[PROVIDED INFORMATION]:

◇ ◇ ◇

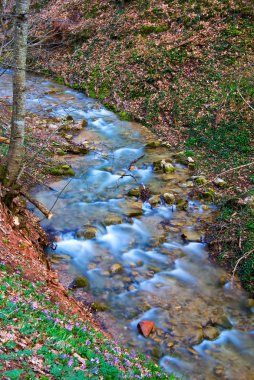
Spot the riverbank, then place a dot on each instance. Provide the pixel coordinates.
(185, 71)
(45, 332)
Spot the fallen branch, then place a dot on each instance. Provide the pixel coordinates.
(238, 262)
(51, 208)
(37, 204)
(245, 101)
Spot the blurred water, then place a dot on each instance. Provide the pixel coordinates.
(162, 279)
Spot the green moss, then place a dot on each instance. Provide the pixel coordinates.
(99, 306)
(81, 282)
(63, 170)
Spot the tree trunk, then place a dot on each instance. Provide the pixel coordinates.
(16, 150)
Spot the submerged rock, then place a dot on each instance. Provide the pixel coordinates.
(155, 200)
(79, 282)
(200, 181)
(181, 158)
(134, 192)
(116, 268)
(167, 167)
(211, 333)
(153, 144)
(146, 327)
(112, 219)
(88, 232)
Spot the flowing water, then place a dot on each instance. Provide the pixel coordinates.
(203, 328)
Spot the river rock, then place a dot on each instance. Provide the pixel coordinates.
(167, 167)
(99, 306)
(153, 144)
(191, 166)
(210, 333)
(88, 232)
(220, 182)
(112, 220)
(197, 337)
(146, 327)
(84, 123)
(182, 204)
(116, 268)
(181, 158)
(200, 181)
(75, 148)
(62, 170)
(133, 208)
(155, 200)
(134, 192)
(222, 322)
(79, 282)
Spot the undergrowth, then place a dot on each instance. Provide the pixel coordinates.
(38, 341)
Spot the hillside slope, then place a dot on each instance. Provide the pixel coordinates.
(183, 68)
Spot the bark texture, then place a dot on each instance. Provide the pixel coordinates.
(16, 150)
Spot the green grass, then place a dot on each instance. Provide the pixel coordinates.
(61, 346)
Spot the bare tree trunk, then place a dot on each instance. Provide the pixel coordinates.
(15, 153)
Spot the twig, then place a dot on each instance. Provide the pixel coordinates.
(238, 262)
(37, 204)
(58, 196)
(136, 160)
(245, 101)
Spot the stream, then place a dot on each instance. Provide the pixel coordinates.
(136, 262)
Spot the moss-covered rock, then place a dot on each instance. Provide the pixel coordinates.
(60, 152)
(200, 181)
(167, 167)
(210, 332)
(99, 306)
(88, 232)
(153, 144)
(79, 282)
(134, 192)
(169, 198)
(181, 158)
(116, 268)
(155, 200)
(112, 220)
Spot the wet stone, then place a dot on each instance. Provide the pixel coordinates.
(146, 328)
(88, 232)
(116, 268)
(210, 333)
(79, 282)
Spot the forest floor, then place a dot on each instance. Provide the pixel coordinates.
(45, 332)
(183, 69)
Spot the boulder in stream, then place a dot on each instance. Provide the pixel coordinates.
(116, 268)
(146, 327)
(211, 332)
(87, 232)
(169, 198)
(79, 282)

◇ ◇ ◇

[PROMPT]: Exclude the images and reproduce the remaining data exactly.

[ANSWER TO THIS TASK]:
Spot the riverbank, then place a dot on each instance. Provide the pixel coordinates.
(185, 71)
(45, 332)
Spot the fallen branch, then place a dot on each instance. Provide the pixel coordinates.
(238, 262)
(51, 208)
(37, 204)
(245, 101)
Spot the blurred water, then place a dot on each instance. Provide the pixel coordinates.
(162, 279)
Spot the green moss, then place a dot on each instance. Provide the pixel coordinates.
(99, 306)
(81, 282)
(63, 170)
Spot the tree trunk, then place a dot on each instance. Provide the pixel coordinates.
(16, 150)
Spot the submerged rock, then place a dot on each instance. Provide the pixel coordinates.
(155, 200)
(79, 282)
(200, 181)
(181, 158)
(134, 192)
(116, 268)
(167, 167)
(211, 333)
(153, 144)
(146, 327)
(112, 219)
(88, 232)
Spot the flowing water, then place a dot on each instance. Provide the pixel coordinates.
(203, 328)
Spot the river rock, then place a dot on each instance. Provide the pixel coordinates.
(167, 167)
(99, 306)
(153, 144)
(191, 166)
(210, 333)
(88, 232)
(220, 182)
(112, 220)
(197, 337)
(146, 327)
(84, 123)
(182, 204)
(116, 268)
(181, 158)
(200, 181)
(75, 148)
(62, 170)
(133, 208)
(155, 200)
(134, 192)
(222, 322)
(79, 282)
Spot the undergrowth, then place a dot on each instance. Provide the pixel coordinates.
(38, 341)
Spot the hillside slope, then place a dot on each instance. Provide the pixel coordinates.
(183, 68)
Spot the bark texture, then place a dot on each instance. Provide the pixel coordinates.
(16, 150)
Spot the green grass, then place a dot on each instance. Provide the pixel coordinates.
(61, 346)
Spot the bare tree trunk, then place a dot on each instance. Provide the pixel coordinates.
(15, 153)
Spot the twig, then place a dot on each instance. Provide the pixel coordinates.
(238, 262)
(37, 204)
(58, 196)
(136, 160)
(245, 101)
Spot the stream, then place a dot on each instance. Provide the pixel coordinates.
(136, 262)
Spot the moss-covered rock, then place a dot on each instance. Provide the pixel coordinates.
(60, 152)
(200, 181)
(167, 167)
(210, 332)
(99, 306)
(88, 232)
(153, 144)
(79, 282)
(134, 192)
(169, 198)
(181, 158)
(116, 268)
(155, 200)
(112, 220)
Spot the wet stone, then place a dot on each instance. Provide the pixel coordinates.
(146, 328)
(88, 232)
(116, 268)
(210, 333)
(79, 282)
Spot the forest floor, then place a dot on each instance. Provide the pixel coordinates.
(45, 332)
(183, 69)
Spot the boulder in stream, then place a dot on each instance. Provide the pixel coordinates.
(116, 268)
(146, 327)
(211, 332)
(87, 232)
(169, 198)
(79, 282)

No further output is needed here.